Reproduce all of the data below line for line, without changing a single character.

[Dataset entries]
----------
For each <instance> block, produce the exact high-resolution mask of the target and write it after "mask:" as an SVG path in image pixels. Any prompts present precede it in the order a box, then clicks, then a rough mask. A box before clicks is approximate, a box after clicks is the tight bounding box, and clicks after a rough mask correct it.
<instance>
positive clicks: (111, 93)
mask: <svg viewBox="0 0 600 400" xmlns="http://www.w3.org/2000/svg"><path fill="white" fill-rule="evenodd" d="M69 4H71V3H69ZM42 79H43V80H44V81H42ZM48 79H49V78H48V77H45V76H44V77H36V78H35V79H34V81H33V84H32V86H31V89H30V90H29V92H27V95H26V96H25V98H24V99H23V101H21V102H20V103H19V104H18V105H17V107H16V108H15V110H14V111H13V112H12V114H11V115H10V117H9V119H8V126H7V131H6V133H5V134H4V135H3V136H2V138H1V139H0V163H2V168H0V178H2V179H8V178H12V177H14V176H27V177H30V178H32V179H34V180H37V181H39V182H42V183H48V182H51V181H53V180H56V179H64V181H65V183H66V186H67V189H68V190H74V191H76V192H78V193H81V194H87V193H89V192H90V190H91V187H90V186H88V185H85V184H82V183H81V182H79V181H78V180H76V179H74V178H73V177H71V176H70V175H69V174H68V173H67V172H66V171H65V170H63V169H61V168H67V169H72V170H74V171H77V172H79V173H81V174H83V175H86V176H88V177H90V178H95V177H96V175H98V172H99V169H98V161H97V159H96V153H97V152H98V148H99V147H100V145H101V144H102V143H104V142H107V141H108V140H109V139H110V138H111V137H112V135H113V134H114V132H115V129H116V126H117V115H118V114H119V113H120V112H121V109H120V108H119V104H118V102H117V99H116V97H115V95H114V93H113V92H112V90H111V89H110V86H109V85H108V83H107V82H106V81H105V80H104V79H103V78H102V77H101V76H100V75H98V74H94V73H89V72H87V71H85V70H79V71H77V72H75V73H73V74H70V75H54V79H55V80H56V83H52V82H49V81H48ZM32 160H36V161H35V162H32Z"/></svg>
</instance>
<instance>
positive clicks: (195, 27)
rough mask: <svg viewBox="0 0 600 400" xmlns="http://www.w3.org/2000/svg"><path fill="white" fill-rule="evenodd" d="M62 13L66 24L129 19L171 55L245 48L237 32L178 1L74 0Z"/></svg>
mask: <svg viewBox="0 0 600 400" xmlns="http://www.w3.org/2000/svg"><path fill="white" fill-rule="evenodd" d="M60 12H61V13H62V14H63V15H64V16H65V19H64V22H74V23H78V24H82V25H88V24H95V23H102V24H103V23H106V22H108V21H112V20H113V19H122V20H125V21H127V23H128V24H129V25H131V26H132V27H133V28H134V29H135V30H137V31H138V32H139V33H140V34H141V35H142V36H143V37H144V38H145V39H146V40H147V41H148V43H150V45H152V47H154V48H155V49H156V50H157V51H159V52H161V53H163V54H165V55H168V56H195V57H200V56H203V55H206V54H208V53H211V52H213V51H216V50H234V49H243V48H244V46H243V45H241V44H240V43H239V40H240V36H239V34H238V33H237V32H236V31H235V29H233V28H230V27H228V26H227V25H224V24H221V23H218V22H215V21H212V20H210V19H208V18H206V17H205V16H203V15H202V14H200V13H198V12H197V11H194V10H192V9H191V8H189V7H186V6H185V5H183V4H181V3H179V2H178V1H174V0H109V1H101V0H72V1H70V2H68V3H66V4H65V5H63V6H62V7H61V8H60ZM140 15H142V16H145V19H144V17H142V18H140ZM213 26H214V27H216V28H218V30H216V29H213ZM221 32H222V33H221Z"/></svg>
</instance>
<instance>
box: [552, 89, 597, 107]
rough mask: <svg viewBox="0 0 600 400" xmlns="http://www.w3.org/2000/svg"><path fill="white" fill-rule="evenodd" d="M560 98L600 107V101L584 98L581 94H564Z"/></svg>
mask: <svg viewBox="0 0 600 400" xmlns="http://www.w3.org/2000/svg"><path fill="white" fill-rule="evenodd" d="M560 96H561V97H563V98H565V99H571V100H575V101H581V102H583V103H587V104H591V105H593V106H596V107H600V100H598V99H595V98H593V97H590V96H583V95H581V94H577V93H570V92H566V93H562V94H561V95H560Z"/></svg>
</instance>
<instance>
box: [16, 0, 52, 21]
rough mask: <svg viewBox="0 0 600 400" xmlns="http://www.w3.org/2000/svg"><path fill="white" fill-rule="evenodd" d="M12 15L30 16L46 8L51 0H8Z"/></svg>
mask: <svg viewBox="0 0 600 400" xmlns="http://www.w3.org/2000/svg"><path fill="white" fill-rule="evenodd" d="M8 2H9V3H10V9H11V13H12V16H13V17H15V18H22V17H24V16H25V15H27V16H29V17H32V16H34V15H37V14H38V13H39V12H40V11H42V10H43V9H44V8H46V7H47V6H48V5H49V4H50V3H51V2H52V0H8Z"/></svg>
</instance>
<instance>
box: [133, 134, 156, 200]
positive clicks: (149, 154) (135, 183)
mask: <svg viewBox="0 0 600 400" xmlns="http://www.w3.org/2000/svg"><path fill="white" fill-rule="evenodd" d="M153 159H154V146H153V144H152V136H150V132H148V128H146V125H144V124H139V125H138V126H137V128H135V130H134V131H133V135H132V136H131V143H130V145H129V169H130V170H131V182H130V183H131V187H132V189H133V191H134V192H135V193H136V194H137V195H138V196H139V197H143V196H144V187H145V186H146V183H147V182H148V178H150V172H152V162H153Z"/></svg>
----------
▶ _Problem solution_:
For each <instance> block, produce the exact high-resolution mask of the target and write it after "mask:" as an SVG path in image pixels. Any prompts present precede it in the order a box, then clicks, then a rough mask. A box before clicks is approximate, a box after clicks is the tight bounding box, and clicks after a rough mask correct it.
<instance>
positive clicks: (111, 93)
mask: <svg viewBox="0 0 600 400" xmlns="http://www.w3.org/2000/svg"><path fill="white" fill-rule="evenodd" d="M69 4H71V3H69ZM42 79H43V80H44V81H42ZM48 79H49V78H48V77H45V76H44V77H36V78H35V79H34V81H33V84H32V86H31V89H30V90H29V92H27V95H26V96H25V98H24V99H23V101H21V102H20V103H19V104H18V105H17V107H16V108H15V110H14V111H13V112H12V114H11V115H10V117H9V119H8V126H7V131H6V133H5V134H4V135H3V136H2V138H1V139H0V163H2V168H0V178H2V179H8V178H12V177H14V176H27V177H30V178H32V179H34V180H37V181H39V182H42V183H48V182H51V181H53V180H56V179H64V181H65V183H66V186H67V189H68V190H74V191H76V192H78V193H81V194H87V193H89V192H90V190H91V187H90V186H88V185H85V184H82V183H81V182H79V181H78V180H76V179H74V178H73V177H71V176H70V175H69V174H68V173H67V172H66V171H65V170H63V169H61V168H67V169H72V170H74V171H77V172H79V173H81V174H83V175H86V176H88V177H90V178H95V177H96V175H98V172H99V169H98V161H97V159H96V153H97V152H98V148H99V147H100V145H101V144H102V143H104V142H107V141H108V140H109V139H110V138H111V137H112V135H113V134H114V132H115V129H116V126H117V115H118V114H119V113H120V112H121V109H120V108H119V104H118V102H117V99H116V97H115V95H114V93H113V92H112V90H111V89H110V86H109V85H108V83H107V82H106V81H105V80H104V79H103V78H102V77H101V76H100V75H98V74H94V73H89V72H87V71H85V70H79V71H77V72H75V73H73V74H70V75H54V79H55V80H56V83H52V82H49V81H48ZM32 160H36V161H35V162H32Z"/></svg>
</instance>
<instance>
positive clicks: (195, 27)
rough mask: <svg viewBox="0 0 600 400" xmlns="http://www.w3.org/2000/svg"><path fill="white" fill-rule="evenodd" d="M62 13L66 24L129 19L171 55L245 48L237 32L178 1L74 0Z"/></svg>
mask: <svg viewBox="0 0 600 400" xmlns="http://www.w3.org/2000/svg"><path fill="white" fill-rule="evenodd" d="M60 12H61V13H62V14H63V15H64V16H65V19H64V22H74V23H78V24H82V25H88V24H95V23H102V24H103V23H106V22H108V21H112V20H113V19H122V20H125V21H127V23H128V24H129V25H131V26H132V27H133V28H134V29H135V30H137V31H138V32H139V33H140V34H141V35H142V36H143V37H144V38H145V39H146V40H147V41H148V43H150V45H152V47H154V48H155V49H156V50H157V51H159V52H161V53H163V54H165V55H168V56H195V57H200V56H203V55H206V54H208V53H211V52H213V51H216V50H234V49H243V48H244V46H243V45H241V44H240V43H239V40H240V36H239V34H238V33H237V32H236V31H235V29H233V28H230V27H228V26H227V25H224V24H221V23H218V22H215V21H212V20H210V19H208V18H206V17H205V16H203V15H202V14H200V13H198V12H197V11H194V10H192V9H191V8H189V7H186V6H185V5H183V4H181V3H179V2H178V1H174V0H109V1H101V0H72V1H70V2H68V3H66V4H65V5H63V6H62V7H61V8H60ZM140 15H142V16H145V19H144V17H142V18H140ZM213 26H214V27H216V28H218V30H216V29H213ZM221 32H222V33H221Z"/></svg>
</instance>
<instance>
box: [552, 89, 597, 107]
rough mask: <svg viewBox="0 0 600 400" xmlns="http://www.w3.org/2000/svg"><path fill="white" fill-rule="evenodd" d="M560 98L600 107V101L584 98L581 94H564Z"/></svg>
mask: <svg viewBox="0 0 600 400" xmlns="http://www.w3.org/2000/svg"><path fill="white" fill-rule="evenodd" d="M560 96H561V97H563V98H565V99H571V100H575V101H581V102H583V103H587V104H591V105H593V106H596V107H600V100H598V99H595V98H593V97H590V96H583V95H581V94H577V93H570V92H566V93H562V94H561V95H560Z"/></svg>
</instance>
<instance>
box: [16, 0, 52, 21]
rough mask: <svg viewBox="0 0 600 400" xmlns="http://www.w3.org/2000/svg"><path fill="white" fill-rule="evenodd" d="M12 15L30 16L46 8L51 0H8Z"/></svg>
mask: <svg viewBox="0 0 600 400" xmlns="http://www.w3.org/2000/svg"><path fill="white" fill-rule="evenodd" d="M8 2H9V3H10V9H11V13H12V16H13V17H15V18H22V17H24V16H25V15H27V16H29V17H32V16H34V15H37V14H38V13H39V12H40V11H42V10H43V9H44V8H46V7H47V6H48V5H49V4H50V3H51V2H52V0H8Z"/></svg>
</instance>
<instance>
box: [133, 134, 156, 200]
positive clicks: (149, 154) (135, 183)
mask: <svg viewBox="0 0 600 400" xmlns="http://www.w3.org/2000/svg"><path fill="white" fill-rule="evenodd" d="M153 159H154V146H153V144H152V136H150V132H148V128H146V125H144V124H139V125H138V126H137V128H135V130H134V131H133V135H132V136H131V143H130V145H129V169H130V170H131V182H130V183H131V187H132V189H133V191H134V192H135V193H136V194H137V195H138V196H139V197H143V196H144V187H145V186H146V183H147V182H148V178H150V172H152V162H153Z"/></svg>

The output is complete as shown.